▸ **Source extract**
- - - - -

We have placed dual peri-incisional TAP catheters through the surgical wound in 3 cases. A 16G Tuohy needle is introduced 2 inch above outer edge of the wound on either side; the needle is passed between the internal oblique and transversus abdominis muscle/aponeurosis, guided by the surgeon. As the needle comes out of the wound, we thread the catheter till it comes out of the distal end of needle [Figure 1]. The needle is withdrawn and the catheter is brought out for 1–2 cm and flushed with 5 cc saline. Any pericatheter leak is checked and suture fixation is done. Fixation is reinforced with a catheter clamp [Figure 2]. Postoperatively, the patient receives 0.1% bupivacaine infusions at 6–8 ml/h for 3 days and morphine, a patient-controlled analgesia as rescue. The average pain scores on day 1 were 3/10 at rest and 5/10 on coughing.
Various techniques for TAP block have been performed by anesthetists[1,2] alone or with surgeons’ assistance. Differential dermatomal coverage was observed in classic approach of Rafi (T6–L1 dermatomes) and Hebbard oblique subcostal approach (T7–T12 dermatomes), which could be due to fact that upper and lateral TAP compartments do not appear to communicate with each other, as confirmed by magnetic resonance imaging analysis, and by contrast enhancement.
Our technique is partially open, relatively simpler, and a novel simulation of combined subcostal and midaxillary techniques of TAP block in which catheters were placed by penetrating the needle into the abdominal wall.
Our technique differs from that of the Børglum et al. (4-point single shot ultrasonography [USG]-guided bilateral posterior and oblique subcostal blocks). First, our blocks are performed intraoperatively (vs. their postoperative blocks). Second, it is performed without ultrasound assistance. Third, there is no fixed landmark for catheter insertion; site and number of catheter insertion depends on the extent of incision and can be changed according to length and site of incision. Instead of single shot injections, our catheters provide continuous infusion of drugs and better pain relief.

- - - - -

▸ **Recorded data**
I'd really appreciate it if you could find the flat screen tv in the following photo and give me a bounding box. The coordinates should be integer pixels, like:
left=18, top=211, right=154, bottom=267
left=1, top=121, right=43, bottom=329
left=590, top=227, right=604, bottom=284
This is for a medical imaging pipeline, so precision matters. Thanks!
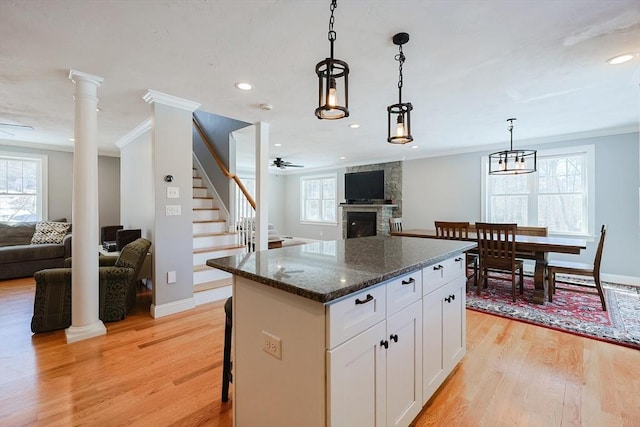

- - - - -

▸ **Work item**
Continue the passage on peri-incisional TAP catheter placement, starting after its last sentence.

▸ **Response**
Our technique can prove a sensible substitution since there is no need of USG/detailed knowledge of abdominal wall anatomy/skilled personnel to advance the needle inplane. Inserting the catheters after wound closure might face the technical difficulties with inability to follow the TAP because of limitations in needle movement, having a needle too short to pass along the subcostal oblique line, and a distorted anatomy due to previous surgery, air in the tissues, edema, and obesity. Further, anatomical distortions of the planes (hydrodissection by injecting in wrong planes or needle displacement by the variable pressure of the transducer probe) is not the potential problem in our technique. Strict aseptic precaution is required to prevent surgical site infection, also injury to catheter or its dislodgement at the time of surgical wound closure should be taken care. Although this novel technique is reliable, simple to perform but needs further studies to substantiate the results.
There are no conflicts of interest.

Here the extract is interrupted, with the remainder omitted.